> [The request]: Transcribe the listing below word for word.

> [Material shown]:
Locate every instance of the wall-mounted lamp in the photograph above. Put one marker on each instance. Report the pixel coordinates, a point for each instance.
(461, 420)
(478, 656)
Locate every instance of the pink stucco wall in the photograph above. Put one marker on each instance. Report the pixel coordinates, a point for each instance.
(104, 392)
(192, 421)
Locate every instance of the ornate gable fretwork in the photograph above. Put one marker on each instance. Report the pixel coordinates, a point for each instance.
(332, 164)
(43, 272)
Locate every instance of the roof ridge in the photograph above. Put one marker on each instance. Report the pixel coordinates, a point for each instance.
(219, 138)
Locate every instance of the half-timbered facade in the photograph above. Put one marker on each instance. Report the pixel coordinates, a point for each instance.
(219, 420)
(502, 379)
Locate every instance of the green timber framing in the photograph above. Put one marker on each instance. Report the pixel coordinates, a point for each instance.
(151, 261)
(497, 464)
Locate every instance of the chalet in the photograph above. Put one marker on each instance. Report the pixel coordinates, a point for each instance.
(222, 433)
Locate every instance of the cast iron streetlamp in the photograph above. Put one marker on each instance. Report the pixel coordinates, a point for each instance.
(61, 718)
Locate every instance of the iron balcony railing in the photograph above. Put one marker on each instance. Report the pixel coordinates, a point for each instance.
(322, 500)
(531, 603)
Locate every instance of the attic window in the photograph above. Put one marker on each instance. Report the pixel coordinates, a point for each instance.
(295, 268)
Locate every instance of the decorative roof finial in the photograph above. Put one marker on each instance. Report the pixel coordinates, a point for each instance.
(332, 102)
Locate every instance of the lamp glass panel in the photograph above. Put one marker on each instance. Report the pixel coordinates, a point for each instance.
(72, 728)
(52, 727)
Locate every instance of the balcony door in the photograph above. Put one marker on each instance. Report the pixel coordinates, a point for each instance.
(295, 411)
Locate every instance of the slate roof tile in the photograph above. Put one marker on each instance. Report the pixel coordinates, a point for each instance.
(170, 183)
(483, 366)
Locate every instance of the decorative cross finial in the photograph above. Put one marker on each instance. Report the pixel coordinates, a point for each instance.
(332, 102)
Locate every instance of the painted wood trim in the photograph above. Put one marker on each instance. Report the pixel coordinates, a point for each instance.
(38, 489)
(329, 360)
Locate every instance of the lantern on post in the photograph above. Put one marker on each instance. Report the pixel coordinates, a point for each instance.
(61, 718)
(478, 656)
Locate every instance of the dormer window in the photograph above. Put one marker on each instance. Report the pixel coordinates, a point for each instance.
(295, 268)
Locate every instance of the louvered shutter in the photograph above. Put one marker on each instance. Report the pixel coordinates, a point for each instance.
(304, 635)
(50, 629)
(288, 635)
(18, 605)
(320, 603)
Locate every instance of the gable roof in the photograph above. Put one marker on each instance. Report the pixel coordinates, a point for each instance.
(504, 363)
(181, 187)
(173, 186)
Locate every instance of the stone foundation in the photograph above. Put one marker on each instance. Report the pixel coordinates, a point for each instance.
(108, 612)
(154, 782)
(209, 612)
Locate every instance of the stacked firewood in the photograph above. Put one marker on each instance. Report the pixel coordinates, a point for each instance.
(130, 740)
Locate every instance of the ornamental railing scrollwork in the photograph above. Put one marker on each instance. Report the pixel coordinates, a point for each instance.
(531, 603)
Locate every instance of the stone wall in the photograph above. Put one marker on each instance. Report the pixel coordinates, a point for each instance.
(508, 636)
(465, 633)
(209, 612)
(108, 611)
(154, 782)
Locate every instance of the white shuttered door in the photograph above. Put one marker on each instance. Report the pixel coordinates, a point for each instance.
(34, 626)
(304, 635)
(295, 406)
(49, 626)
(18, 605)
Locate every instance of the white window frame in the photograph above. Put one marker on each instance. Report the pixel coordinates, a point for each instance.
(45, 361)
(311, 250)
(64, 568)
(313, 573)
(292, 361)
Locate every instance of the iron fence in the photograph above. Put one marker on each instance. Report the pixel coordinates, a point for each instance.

> [Solution for this exercise]:
Locate every instance of the wall-mounted lamp in the photograph above. Put one marker on each instance. Report the pixel coordinates, a point for each instance.
(461, 420)
(478, 656)
Locate every instance of the pink stucco wall in the photograph above. Put one marker on each instance. Report the pixel coordinates, a point for each instance.
(104, 392)
(192, 421)
Locate every instance of the ornate gable fretwork in the photograph above. Put one marker on each instance. Report the pixel coordinates, a point for each instance.
(332, 164)
(43, 272)
Locate every instance of the roof ridge in the photograph above. Put one marker on each instance. Report the pixel coordinates, a point for each instance.
(219, 138)
Locate every instance of the half-timbered facade in the photograph above. Put one marker on each instance. Report the pixel coordinates, a point for each instance.
(219, 420)
(502, 379)
Locate every instance of the green timber framing in the photograph above. Put one marker on each instance. Report the pixel coordinates, a point for each instance.
(151, 261)
(497, 464)
Locate every instance of the chalet in the photograph above. Put one marker on each instance. Report the pixel coordinates, a point for each instance.
(222, 433)
Locate every instance of the cast iron streetlamp in the photograph above. Put one marker on each instance. Report the pixel coordinates, a point for each instance.
(61, 718)
Locate every instance of the iron balcony railing in the photograph above. Put one marker on each instance. Report the pixel coordinates, a point for each instance.
(322, 500)
(531, 603)
Locate every instance of the attic window in the photograph above. Put one marker on each instance. Report the pixel coordinates, a point for each instance.
(295, 268)
Locate every instance of the decorative roof finial in the photograph above. Put one marker on each instance. Report the pixel coordinates, a point for each instance.
(332, 102)
Locate every instance of the lamp glass panel in the photograph above. Put one marker on each instance. Report the pixel coordinates, a point for each instance.
(72, 728)
(52, 727)
Locate every instance of the balcony door in the photograph above. Put one marker on each instance. Report the pixel coordinates, a point for each instance.
(295, 411)
Locate every instance of the slate roof tile in the photograph above. Put one marker on each instance. Report the pixel coordinates, a point for each instance.
(170, 183)
(483, 366)
Locate every instance of the decorative cross finial in the photograph above. Put one marker on each instance. Report the pixel coordinates, a point for each instance.
(332, 102)
Locate every instance of the painted wood trim in the photograph above. Put one marker on each instance. Report the pixel coordinates, a point for each instance.
(38, 489)
(329, 360)
Locate every instance of the lantern on post in the photograph above. Put one marker on each instance. Report the pixel coordinates, a point for each instance.
(61, 718)
(478, 656)
Locate every instance of the dormer window in the photograph above. Put one marker on each instance. Report the pixel coordinates, a point for each instance.
(295, 268)
Locate every instance of the louvered shutter in the photograph above. Put one marker on each instance. Report the pixel coordinates, a point for each instance.
(304, 635)
(50, 629)
(288, 635)
(18, 605)
(320, 603)
Locate every instance of the gable roof in the photograph above. Put one marker on each instance. Report the pixel coordinates, a point for each instance.
(504, 363)
(181, 187)
(173, 186)
Locate every instance of the stone foundation in the photograph above. Put one marker on each instance. Report the pixel coordinates, a point for each instance.
(108, 612)
(154, 782)
(209, 612)
Locate every instance of the stacked firewood in the photograph above. Put one marker on each instance. Report the pixel coordinates, a point for each instance.
(130, 740)
Locate every instance of the ornamental railing scrollwork in the photograph above. Put one marker on each instance. Report the pixel coordinates, a point for each instance.
(531, 603)
Locate every instance of the stone wall in the photograph above. Put one marker on each instance. Report the pixel coordinates, a point for each instance.
(508, 636)
(465, 633)
(209, 612)
(108, 611)
(154, 782)
Locate every instance of the white shuttered door in the photograph above. Put one marker on each instance. Report the pixel coordinates, a point for each instance.
(34, 626)
(304, 635)
(295, 406)
(49, 626)
(18, 605)
Locate every instance of the white window frame in the photograph above. Put one marker on each instance. Report the pixel coordinates, a point for each instance.
(45, 361)
(311, 250)
(64, 568)
(313, 573)
(292, 361)
Locate every instance of the iron fence in the photograph above. Put one marker on each instance. Report the pixel coordinates, a point for each instance.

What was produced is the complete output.